> [WORK INSTRUCTIONS]:
Edit the items from the line containing "For every instance of the crispy" through the end of the items, putting "widest" in place of "thickest" and leaving everything else unchanged. Give only that edited part.

> [MATERIAL FOR THIS TASK]:

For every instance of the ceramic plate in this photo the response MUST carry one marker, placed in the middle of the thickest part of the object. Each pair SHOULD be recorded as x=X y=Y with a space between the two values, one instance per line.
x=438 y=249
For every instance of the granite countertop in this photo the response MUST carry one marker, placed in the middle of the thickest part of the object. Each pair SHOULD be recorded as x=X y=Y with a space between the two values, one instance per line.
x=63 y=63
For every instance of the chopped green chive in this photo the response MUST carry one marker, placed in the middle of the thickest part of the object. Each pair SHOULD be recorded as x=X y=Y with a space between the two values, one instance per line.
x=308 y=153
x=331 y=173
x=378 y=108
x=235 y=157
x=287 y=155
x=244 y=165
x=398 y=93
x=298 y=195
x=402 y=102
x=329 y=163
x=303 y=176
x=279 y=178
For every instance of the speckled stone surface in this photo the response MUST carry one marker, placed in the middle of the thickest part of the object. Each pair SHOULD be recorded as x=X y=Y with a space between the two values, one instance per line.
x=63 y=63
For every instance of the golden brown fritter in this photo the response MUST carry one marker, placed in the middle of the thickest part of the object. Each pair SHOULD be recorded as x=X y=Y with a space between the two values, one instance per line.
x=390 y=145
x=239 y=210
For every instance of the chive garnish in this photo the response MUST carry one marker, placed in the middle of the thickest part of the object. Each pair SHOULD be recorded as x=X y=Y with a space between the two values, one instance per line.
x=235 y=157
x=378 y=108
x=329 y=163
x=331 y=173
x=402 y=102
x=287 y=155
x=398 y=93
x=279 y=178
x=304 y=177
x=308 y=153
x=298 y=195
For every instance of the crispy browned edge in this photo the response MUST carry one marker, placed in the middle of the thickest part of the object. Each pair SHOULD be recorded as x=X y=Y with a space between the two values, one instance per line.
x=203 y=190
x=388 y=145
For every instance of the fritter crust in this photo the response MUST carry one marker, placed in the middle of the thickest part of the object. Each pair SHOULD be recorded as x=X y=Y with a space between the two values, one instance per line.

> [SOLVED EXERCISE]:
For every instance of the crispy browned edge in this photo the response MUST carry one marker, placed in the middle of the widest part of the object. Each pair SHOULD be recorded as x=X y=Y with a space between the two values, one instance per line.
x=203 y=190
x=388 y=145
For every instance of the fritter crust in this photo the response MUST carry one marker, placed in the middle of the widest part of the object. Each pair SHOULD be recorded as x=X y=Y with a space between the two values, one instance per line.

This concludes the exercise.